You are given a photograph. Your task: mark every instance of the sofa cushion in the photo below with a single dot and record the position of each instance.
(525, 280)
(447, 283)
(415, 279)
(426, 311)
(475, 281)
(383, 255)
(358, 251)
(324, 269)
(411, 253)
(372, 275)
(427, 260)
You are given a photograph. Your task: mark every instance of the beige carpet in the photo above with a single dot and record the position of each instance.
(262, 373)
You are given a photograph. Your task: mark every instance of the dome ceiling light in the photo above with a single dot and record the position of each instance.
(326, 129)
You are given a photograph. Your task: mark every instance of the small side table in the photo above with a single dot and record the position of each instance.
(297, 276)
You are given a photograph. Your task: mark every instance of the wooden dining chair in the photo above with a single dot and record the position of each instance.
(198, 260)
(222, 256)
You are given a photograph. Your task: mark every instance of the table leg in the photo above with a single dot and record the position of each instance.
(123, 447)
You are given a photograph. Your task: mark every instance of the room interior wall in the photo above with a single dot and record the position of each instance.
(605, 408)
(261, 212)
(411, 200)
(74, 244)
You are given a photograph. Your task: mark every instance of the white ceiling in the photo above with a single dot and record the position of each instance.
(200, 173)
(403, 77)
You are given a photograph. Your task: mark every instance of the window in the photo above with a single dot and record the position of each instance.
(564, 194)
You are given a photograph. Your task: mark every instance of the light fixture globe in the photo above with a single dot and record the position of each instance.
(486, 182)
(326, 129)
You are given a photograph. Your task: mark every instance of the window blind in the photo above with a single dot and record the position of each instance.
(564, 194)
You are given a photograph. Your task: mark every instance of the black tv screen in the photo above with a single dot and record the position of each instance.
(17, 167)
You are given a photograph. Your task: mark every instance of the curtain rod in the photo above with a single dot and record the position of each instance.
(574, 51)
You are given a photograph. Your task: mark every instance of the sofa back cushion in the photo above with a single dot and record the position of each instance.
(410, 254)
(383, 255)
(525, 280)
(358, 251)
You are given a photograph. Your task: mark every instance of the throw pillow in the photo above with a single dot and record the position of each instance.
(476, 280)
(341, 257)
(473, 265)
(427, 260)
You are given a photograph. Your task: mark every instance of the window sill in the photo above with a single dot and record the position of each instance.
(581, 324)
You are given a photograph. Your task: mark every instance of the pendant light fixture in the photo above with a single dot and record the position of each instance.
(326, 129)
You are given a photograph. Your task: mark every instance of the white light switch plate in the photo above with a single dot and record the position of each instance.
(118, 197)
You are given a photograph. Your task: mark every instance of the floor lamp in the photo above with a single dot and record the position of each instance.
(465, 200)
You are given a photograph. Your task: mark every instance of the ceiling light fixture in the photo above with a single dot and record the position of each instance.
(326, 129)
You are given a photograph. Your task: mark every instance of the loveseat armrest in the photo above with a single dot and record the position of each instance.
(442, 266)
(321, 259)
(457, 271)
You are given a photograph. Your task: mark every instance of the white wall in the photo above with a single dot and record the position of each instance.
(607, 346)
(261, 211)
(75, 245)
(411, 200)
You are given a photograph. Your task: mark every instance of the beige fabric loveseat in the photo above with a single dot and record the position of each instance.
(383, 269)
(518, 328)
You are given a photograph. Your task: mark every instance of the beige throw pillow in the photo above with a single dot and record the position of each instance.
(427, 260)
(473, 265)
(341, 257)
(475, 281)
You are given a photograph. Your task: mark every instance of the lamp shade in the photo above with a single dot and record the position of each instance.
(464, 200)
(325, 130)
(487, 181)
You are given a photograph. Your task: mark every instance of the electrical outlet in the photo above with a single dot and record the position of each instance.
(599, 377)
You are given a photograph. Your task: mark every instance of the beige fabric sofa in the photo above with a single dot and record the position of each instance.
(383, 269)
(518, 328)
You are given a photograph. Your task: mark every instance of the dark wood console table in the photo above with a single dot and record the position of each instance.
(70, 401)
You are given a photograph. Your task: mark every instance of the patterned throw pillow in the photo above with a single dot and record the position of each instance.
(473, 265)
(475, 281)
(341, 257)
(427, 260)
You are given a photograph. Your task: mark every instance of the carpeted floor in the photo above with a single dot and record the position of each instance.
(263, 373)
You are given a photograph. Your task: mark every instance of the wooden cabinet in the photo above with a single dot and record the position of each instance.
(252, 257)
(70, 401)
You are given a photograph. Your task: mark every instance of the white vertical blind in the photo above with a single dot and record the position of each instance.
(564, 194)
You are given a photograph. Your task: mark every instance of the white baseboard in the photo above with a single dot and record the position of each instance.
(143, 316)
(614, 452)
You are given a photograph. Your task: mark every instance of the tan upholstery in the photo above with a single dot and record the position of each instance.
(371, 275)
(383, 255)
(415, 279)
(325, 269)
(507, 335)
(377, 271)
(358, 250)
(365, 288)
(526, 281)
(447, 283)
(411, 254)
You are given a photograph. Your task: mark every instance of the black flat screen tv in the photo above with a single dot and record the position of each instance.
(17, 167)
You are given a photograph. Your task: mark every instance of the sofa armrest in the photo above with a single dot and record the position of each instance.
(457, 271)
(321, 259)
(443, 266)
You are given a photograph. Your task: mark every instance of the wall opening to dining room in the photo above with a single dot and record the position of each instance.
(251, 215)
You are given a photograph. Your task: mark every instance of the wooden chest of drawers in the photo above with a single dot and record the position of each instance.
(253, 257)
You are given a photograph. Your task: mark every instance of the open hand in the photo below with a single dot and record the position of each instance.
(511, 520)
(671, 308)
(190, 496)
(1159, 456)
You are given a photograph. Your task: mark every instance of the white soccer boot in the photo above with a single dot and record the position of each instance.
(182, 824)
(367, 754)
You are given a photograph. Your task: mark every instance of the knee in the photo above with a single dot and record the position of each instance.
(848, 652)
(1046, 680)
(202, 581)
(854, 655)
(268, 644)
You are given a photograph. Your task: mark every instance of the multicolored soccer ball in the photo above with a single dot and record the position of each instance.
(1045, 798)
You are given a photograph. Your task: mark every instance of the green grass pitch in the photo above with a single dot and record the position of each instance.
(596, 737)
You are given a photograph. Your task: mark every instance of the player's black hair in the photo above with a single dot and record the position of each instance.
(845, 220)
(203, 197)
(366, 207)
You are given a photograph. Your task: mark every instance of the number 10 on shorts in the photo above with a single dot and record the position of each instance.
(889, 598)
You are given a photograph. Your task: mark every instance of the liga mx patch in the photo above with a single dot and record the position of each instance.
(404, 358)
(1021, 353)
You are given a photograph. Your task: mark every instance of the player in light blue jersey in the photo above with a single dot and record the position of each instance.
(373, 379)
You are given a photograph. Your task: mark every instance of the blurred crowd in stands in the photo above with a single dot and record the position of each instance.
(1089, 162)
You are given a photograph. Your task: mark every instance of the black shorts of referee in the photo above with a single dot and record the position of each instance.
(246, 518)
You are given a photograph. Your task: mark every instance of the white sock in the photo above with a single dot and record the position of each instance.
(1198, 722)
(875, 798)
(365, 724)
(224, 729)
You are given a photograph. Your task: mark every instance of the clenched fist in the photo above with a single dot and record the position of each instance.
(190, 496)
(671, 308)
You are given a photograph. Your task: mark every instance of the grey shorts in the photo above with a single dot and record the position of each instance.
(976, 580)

**ABOUT THIS EXERCISE:**
Write the entries out once more, exactly as given.

**RESULT BELOW:**
You are given a photograph. Your task: mark every instance of the sofa cushion in the photo below with a single dot and record the position of each instance.
(525, 280)
(447, 283)
(415, 279)
(426, 311)
(475, 281)
(383, 255)
(358, 251)
(324, 269)
(411, 253)
(372, 275)
(427, 260)
You are given a photograph. Your task: mark every instance of the beige carpet in the photo above with a single dot and record the position of each instance.
(262, 373)
You are given a photograph. Your task: mark every instance of the dome ceiling light in the photo above with a single dot and record the position of each instance.
(326, 129)
You are given a photograph. Your task: mark every instance of the small side table in the photo above with a single dot and record the position of each instance.
(297, 276)
You are given a photograph. Your task: mark every instance of the wooden dining chair in the photo above with a single dot and record the position of each instance.
(198, 260)
(222, 256)
You are given a photograph. Your task: mark every instance of the table leg in the photo above with a single dot and record the position of each instance.
(123, 447)
You are given a photograph. Your task: mark every instance of the room interior wall in the photo above with a single dot and record the position of each instance.
(605, 408)
(261, 212)
(411, 200)
(74, 244)
You are given a photograph. Your task: mark every instance of the white ceiling in the photo above with a single dot and record the position of each instance.
(200, 173)
(403, 77)
You are given a photograph. Your task: mark every instance of the window in the photo above with a single dot and record the position of each instance.
(564, 194)
You are given a photograph. Your task: mark every instance of the light fixture globe in the photo above with a single dot and record the position of each instance.
(486, 182)
(326, 129)
You are given a photograph. Your task: mark every instance of the window blind in the photo above with a single dot and record the position of each instance.
(564, 194)
You are given a photograph. Your task: mark every instance of the black tv screen in the photo above with a single dot and record the position of each instance.
(17, 167)
You are given a photograph. Your task: mark every instance of the curtain rod in the photo above with a single dot and record the position of each instance.
(574, 51)
You are given a photograph. Your task: mark every instance of the sofa back cushion in the photo above with a single dot and record the position of each instance.
(410, 254)
(383, 255)
(525, 280)
(358, 251)
You are given a photograph. Your task: mark every instance of the throw pillow in the photo above with a single dot and record the position of each instance.
(476, 280)
(341, 257)
(473, 265)
(427, 260)
You are given a photograph. Your task: mark every instance of the window sill in the photo above with a single dot and record the position of each instance.
(581, 324)
You are given a photograph. Your task: mark every instance of the pendant light fixture in the photo above with a single dot and record the position of each instance.
(326, 129)
You are given a photograph. Your task: mark every instance of the white light switch plate in the photo above with a single dot and record the position of each instance.
(118, 197)
You are given a photograph. Your task: mark every instance of the floor lamp in the photo above with a single dot and record the position of each instance.
(465, 200)
You are given a photograph. Your task: mark every instance of the ceiling light fixture in the photo above with a single dot and record the position of each instance.
(326, 129)
You are given a photograph. Your task: mark every instance of the loveseat armrest in the photo above with a single dot and record the position of each instance.
(442, 266)
(321, 259)
(457, 271)
You are given a photograph. Your task: mark every instance of the white wall in the photo above with a single dot and record the position of each instance.
(607, 346)
(261, 211)
(75, 245)
(411, 200)
You are given a photograph. Your task: mark every instance of the beige fabric loveseat in the photo above with a single dot and record the position of each instance.
(383, 269)
(518, 328)
You are given a photograph. Your task: mark every instance of the beige throw pillow in the photo above with a single dot and record the position of each instance.
(427, 260)
(473, 265)
(341, 257)
(475, 281)
You are given a photograph. Your task: mark every instance of the lamp shade in the photo above with a single dot and record the position of each instance.
(464, 200)
(325, 130)
(487, 181)
You are given a photograph. Your task: mark every instance of the electrical outlet in the photo above with a single dot and record the position of each instance.
(599, 377)
You are given a photograph. Your task: mark every instance of the beige fabric sofa in the photo above with a single dot and record the position of each instance.
(383, 269)
(518, 328)
You are given a photograph. Your task: mark every instance of the dark wood console table in the photo above with a single dot and record the position of each instance.
(70, 401)
You are given a photograph. Your task: mark every instance of the patterned throw pillow in the photo above with a single dot and record the position of each instance.
(473, 265)
(475, 281)
(341, 257)
(427, 260)
You are given a photograph. Your task: mark every instance of the carpeted floor in the photo above with a single dot and record the position of each instance.
(263, 373)
You are given a photograph. Your task: mark every instance of the wooden cabinet in the photo above with a single dot and record the position of each instance.
(252, 257)
(70, 401)
You are given a photograph. Your task: mark every instance of the white vertical blind in the photo above with a single dot and record the position of each instance.
(564, 194)
You are given a photograph. Your task: mark every instance of the white baseboard in the photo above with a single dot and record the position of each instance.
(143, 316)
(614, 452)
You are given a photograph. Your task: mark every instance of the tan upholstery in the photo above with a single dot and record the position of each instance.
(371, 275)
(383, 255)
(415, 279)
(325, 269)
(507, 335)
(377, 271)
(358, 250)
(365, 288)
(526, 281)
(447, 283)
(411, 254)
You are given a photograph. Your task: mark every instance of the black flat screen tv in the photo above with a single dot and record the position of each instance.
(17, 167)
You are given a photograph. Your task: mark every instance of the sofa armrest in the photo above with a single dot and record the position of each instance.
(457, 271)
(321, 259)
(443, 266)
You are given a photograph. Your task: mark every instance of the wall opening to dining room in the photo above with a single dot and record the position of each instance.
(251, 215)
You are given a photograph. Your task: mark every instance of the wooden chest of drawers in the photo above with a single dot and record the position of each instance.
(253, 257)
You are given a photograph. Your task: mark every instance of the open hand in the photo below with a single dot and record the position of each instance.
(511, 520)
(671, 308)
(190, 496)
(1159, 456)
You are given a photograph. Your task: mark every instance of the white soccer boot in the photo above with a single dot and record the position of each instance.
(182, 824)
(367, 754)
You are given a photograph. Your task: mark every instance of the knee in the photo above with a single dot and record the position of each instance.
(848, 652)
(1046, 680)
(202, 581)
(854, 655)
(268, 644)
You are given a photograph. Your task: mark every instance of the multicolored soccer ball in the photo above with a single dot and record the position of each instance.
(1045, 798)
You are given a photograph. Your task: mark every instance of the green grass pitch in the photo above with a single dot and record the position of each instance.
(596, 737)
You are given a photograph. Your task: mark every instance of the player's black hair in the photo above with a single dot and record the position of each instance.
(845, 220)
(203, 197)
(366, 207)
You are given a photograph. Your task: mark every instance of the number 10 on shorts in the photo above with a single dot and record the position of each instance.
(889, 598)
You are given a photograph. Your task: mark every instance of the liga mx patch in the photo above with a single dot and record the position of each instance.
(404, 358)
(1021, 353)
You are given a photograph. Your task: mark every instance of the player in light blue jersey in the photo above with a single dot and record the position of each instance.
(373, 379)
You are given a photograph. Your task: mark every instance of the blurred crowd in stands in the photo above with a single dot and record the position of each instance.
(1089, 162)
You are given a photograph. Your task: mark every instance of the black shorts of referee in the photo above with a single dot and record the position of each instance.
(246, 518)
You are given a photograph. Your task: mark every instance of the white sock in the photo above with a single dot and record the position of each instance.
(1198, 722)
(875, 798)
(365, 724)
(224, 729)
You are given a photograph. Your task: mark every instance of the clenched fist in the photo above with a single dot and record the position of each instance.
(190, 496)
(671, 308)
You are given a photograph. Your task: mark every instance of the grey shorts in the photo above with a single dot and record the position of each instance.
(976, 580)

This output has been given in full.